'''

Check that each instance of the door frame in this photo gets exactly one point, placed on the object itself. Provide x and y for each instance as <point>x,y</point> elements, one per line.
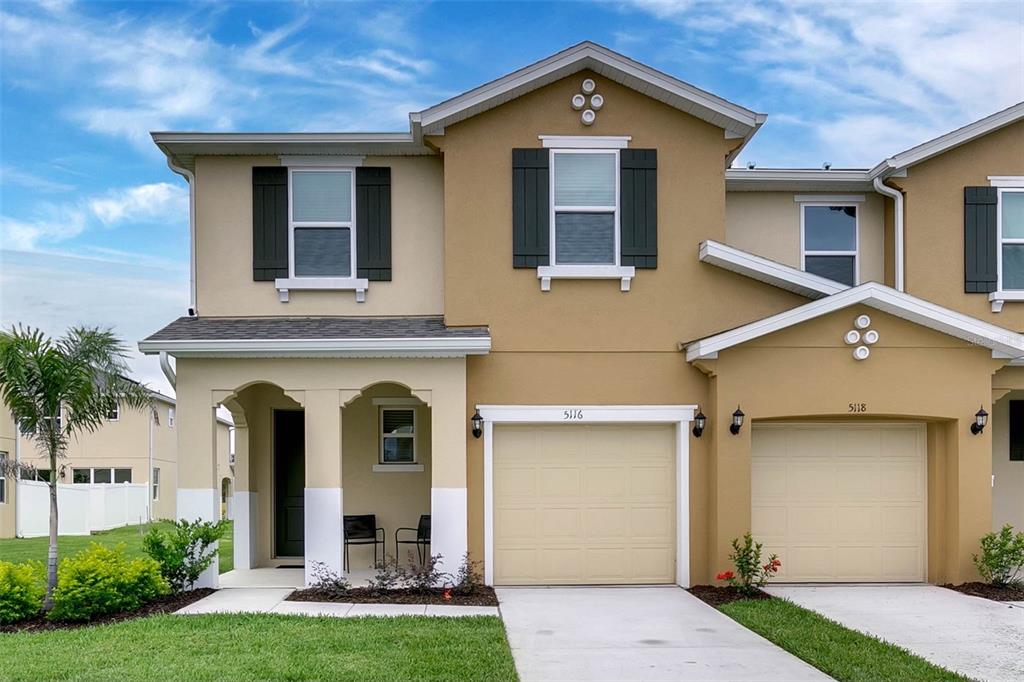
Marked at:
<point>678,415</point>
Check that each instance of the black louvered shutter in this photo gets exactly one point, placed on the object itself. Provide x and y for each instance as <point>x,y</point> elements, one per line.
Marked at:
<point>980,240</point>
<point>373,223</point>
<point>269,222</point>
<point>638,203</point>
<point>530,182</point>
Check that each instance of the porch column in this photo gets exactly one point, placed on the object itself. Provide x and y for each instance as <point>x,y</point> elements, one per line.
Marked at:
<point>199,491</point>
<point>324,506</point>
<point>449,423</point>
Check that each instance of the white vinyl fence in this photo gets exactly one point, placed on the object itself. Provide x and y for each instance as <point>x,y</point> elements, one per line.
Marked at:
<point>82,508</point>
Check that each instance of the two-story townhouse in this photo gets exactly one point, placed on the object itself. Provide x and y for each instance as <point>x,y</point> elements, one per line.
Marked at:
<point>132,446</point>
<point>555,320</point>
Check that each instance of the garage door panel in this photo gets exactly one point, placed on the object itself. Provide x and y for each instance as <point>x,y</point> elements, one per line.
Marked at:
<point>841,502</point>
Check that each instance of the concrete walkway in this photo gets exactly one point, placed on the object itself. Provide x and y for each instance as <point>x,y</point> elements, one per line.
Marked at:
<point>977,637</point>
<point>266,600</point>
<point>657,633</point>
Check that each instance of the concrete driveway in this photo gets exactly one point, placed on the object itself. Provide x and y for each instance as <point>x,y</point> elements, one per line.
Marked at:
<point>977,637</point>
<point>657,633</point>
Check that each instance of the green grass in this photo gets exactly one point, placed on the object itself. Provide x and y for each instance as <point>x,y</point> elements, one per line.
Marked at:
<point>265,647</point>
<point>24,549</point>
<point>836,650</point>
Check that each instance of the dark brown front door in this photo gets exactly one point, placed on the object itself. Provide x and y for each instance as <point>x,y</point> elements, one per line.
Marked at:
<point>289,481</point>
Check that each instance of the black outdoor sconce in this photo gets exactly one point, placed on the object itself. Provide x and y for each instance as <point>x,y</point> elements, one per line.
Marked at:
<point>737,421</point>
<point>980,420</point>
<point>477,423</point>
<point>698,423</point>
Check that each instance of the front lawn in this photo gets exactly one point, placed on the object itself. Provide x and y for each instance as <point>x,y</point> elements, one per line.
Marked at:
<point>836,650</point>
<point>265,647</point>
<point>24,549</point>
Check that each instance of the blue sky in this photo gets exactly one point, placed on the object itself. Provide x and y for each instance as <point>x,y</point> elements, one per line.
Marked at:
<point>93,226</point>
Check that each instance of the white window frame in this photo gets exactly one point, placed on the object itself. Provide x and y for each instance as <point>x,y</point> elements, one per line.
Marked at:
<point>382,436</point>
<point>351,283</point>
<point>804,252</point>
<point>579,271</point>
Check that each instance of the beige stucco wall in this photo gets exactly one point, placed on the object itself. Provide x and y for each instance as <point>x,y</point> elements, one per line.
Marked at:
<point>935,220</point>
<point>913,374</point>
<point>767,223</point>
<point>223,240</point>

'''

Your goal – Could you please report how many lines of the listing above hold the word "white"? Only the number is needed.

The answer – 2